Retype the data below without changes, from its first line through the line that contains "138, 102, 199, 216", and leave any pictures out of your answer.
** Start **
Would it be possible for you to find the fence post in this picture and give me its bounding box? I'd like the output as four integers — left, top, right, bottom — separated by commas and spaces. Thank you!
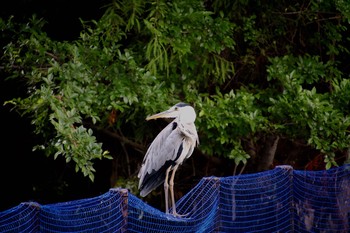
110, 188, 129, 232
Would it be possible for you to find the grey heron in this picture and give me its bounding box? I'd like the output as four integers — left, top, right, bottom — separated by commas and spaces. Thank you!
138, 102, 199, 216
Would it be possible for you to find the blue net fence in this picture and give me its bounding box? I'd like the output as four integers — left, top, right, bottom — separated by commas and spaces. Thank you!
0, 165, 350, 233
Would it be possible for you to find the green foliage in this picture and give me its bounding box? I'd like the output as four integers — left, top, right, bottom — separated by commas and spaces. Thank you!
0, 0, 350, 179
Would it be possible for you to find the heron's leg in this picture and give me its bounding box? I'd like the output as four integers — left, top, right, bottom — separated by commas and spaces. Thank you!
** End **
> [Complete output]
Would it be possible for you to find the fence post in this picture and give me its bounding box? I'd like the output as four integers — left, top, right, bottom — separated by commas and spaces. Thank you!
110, 188, 129, 232
Would it be possible for you to find the grey heron in this picture and give me its bounding box? I'd like the output as four integers — left, top, right, bottom — separated by commas and spaces. Thank you!
138, 102, 199, 216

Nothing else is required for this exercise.